Tasks to perform>
1: According to the passage about the magazine Vestnik Evropy, in what year did it begin appearing monthly?
2: Pick up the passage about the magazine Vestnik Evropy after its final sentence and keep writing it.

* Start Document *

Vestnik Evropy () (Herald of Europe or Messenger of Europe) was the major liberal magazine of late-nineteenth-century Russia.  It was published from 1866 to 1918.

The magazine (named for an earlier publication edited by Nikolay Karamzin) was founded by Mikhail Matveevich Stasyulevich, a former professor of history, who remained the publisher-editor until 1909; its editorial office "was located in Stasyulevich's flat at 20 Galernaya Street and was one of the centres of St. Petersburg's cultural and political life (the journal's major contributors as well as their friends and associates used to get together on Wednesdays)." The first issue appeared in March 1866; for the first two years it was a historical quarterly, but from 1868 it covered history, politics, and literature and came out each month. "The journal always had a serious, objective, professorial character; even in the most heated polemics, for example, it shunned harsh invective and often even avoided naming its adversary." It consistently supported the zemstvos, judicial reforms, and other reforms of the 1860s, publishing frequent articles on foreign countries and on Russian history that served to promote its own views on contemporary society and politics. It "placed its dark red monthly booklet, 'like a little brick, on the slowly and arduously erected structure of social rights and consciousness.'"

* End Document *
* Start Items *

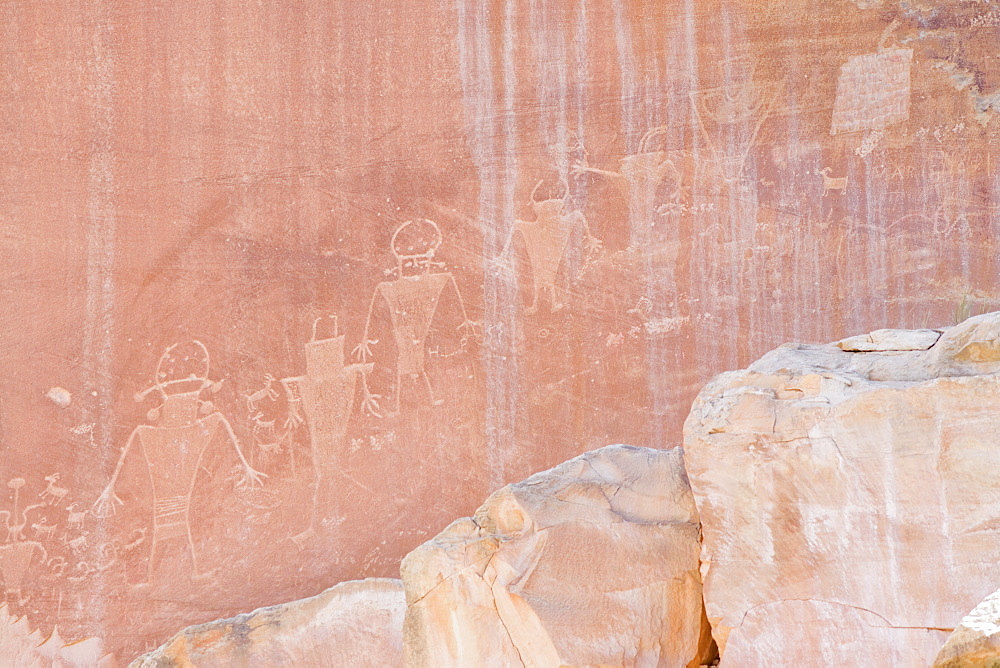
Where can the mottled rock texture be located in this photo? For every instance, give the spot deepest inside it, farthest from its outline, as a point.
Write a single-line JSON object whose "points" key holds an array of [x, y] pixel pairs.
{"points": [[355, 624], [22, 647], [594, 562], [976, 641], [849, 500]]}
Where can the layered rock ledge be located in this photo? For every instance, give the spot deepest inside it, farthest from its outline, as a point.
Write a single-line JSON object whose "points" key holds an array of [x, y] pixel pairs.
{"points": [[356, 623], [594, 562], [850, 500]]}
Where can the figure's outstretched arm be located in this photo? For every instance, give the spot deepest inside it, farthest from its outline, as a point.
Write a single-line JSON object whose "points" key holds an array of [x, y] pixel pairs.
{"points": [[104, 506], [363, 350], [252, 475]]}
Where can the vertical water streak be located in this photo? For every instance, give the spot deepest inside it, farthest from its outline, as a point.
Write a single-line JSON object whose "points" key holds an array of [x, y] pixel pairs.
{"points": [[99, 321], [495, 162]]}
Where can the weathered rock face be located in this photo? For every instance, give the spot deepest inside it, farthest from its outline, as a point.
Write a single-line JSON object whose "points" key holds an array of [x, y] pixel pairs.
{"points": [[356, 624], [849, 500], [24, 647], [976, 641], [594, 562]]}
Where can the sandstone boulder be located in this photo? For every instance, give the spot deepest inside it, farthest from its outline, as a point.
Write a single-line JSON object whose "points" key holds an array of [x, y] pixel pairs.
{"points": [[850, 501], [594, 562], [976, 641], [353, 624]]}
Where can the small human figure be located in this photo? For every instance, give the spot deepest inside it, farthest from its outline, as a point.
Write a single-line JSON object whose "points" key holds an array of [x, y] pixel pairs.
{"points": [[412, 299], [546, 239], [184, 426]]}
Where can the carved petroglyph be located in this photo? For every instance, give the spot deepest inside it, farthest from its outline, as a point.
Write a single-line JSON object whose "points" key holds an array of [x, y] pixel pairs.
{"points": [[873, 90], [326, 395], [546, 240], [730, 117], [831, 183], [53, 495], [174, 445], [640, 175], [17, 553], [412, 300]]}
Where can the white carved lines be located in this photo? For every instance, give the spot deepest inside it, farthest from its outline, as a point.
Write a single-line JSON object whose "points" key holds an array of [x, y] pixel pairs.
{"points": [[873, 91]]}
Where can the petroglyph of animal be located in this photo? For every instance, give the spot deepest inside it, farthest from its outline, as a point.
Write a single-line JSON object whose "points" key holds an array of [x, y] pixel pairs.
{"points": [[53, 494], [831, 183]]}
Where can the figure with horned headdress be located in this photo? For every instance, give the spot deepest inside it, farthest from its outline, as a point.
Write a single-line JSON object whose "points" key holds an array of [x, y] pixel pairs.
{"points": [[184, 426], [412, 299], [546, 239], [640, 176]]}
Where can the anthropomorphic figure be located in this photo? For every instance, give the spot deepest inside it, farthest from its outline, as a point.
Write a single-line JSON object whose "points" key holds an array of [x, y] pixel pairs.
{"points": [[412, 300], [546, 239], [183, 427], [640, 176], [326, 394], [17, 552]]}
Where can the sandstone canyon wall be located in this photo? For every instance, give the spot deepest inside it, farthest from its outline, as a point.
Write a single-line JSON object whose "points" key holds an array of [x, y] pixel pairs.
{"points": [[209, 277]]}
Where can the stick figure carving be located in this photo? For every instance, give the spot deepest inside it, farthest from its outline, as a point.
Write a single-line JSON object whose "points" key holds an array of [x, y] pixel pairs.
{"points": [[326, 393], [641, 174], [412, 299], [16, 554], [546, 239], [184, 426]]}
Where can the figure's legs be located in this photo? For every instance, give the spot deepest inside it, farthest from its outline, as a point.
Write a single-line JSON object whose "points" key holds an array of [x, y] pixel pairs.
{"points": [[194, 559], [152, 557], [430, 390], [555, 295], [533, 309]]}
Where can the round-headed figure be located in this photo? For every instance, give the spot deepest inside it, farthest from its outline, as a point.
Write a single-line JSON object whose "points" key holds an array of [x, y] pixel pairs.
{"points": [[414, 245]]}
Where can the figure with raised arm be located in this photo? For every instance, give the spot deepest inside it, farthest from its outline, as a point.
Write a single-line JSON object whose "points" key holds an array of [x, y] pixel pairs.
{"points": [[546, 239], [183, 427], [326, 396]]}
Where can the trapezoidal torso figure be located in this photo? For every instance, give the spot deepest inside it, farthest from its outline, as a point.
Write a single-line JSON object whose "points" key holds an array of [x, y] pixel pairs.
{"points": [[326, 393], [546, 239], [412, 300], [184, 426]]}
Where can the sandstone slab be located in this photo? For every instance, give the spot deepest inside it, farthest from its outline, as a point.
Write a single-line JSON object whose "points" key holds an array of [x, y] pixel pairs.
{"points": [[356, 624], [594, 562], [850, 501], [976, 641]]}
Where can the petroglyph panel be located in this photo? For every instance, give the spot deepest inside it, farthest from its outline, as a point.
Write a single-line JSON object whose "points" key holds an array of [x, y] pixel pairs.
{"points": [[873, 91], [287, 287]]}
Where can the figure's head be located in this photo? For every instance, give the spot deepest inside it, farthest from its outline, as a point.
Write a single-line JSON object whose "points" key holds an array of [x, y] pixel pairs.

* End Items *

Expected outputs>
1: 1868

2:
During the heated ideological struggles of the 1870s and 1880s, the magazine tried to steer a course between moderate reformism and the kind of revolutionary socialism it consistently opposed;  Leonid-Lyudvig Slonimsky, a frequent contributor on economic and political topics, wrote a regular "Foreign Survey" which he used "to sketch the outlines of an ideal relationship between liberals and socialists in Russia’s not-too-distant parliamentary future, which involved one group supplementing its program with demands for social reforms and the other abandoning its calls for revolution." In the 1880s, it repudiated state socialism "as a matter of principle, while continuing to build on the arguments in favor of state interference, which it saw
as guaranteeing the people’s welfare"; it also "rejected both the absolutization of the right to private ownership of land and the idea that the land should be nationalized."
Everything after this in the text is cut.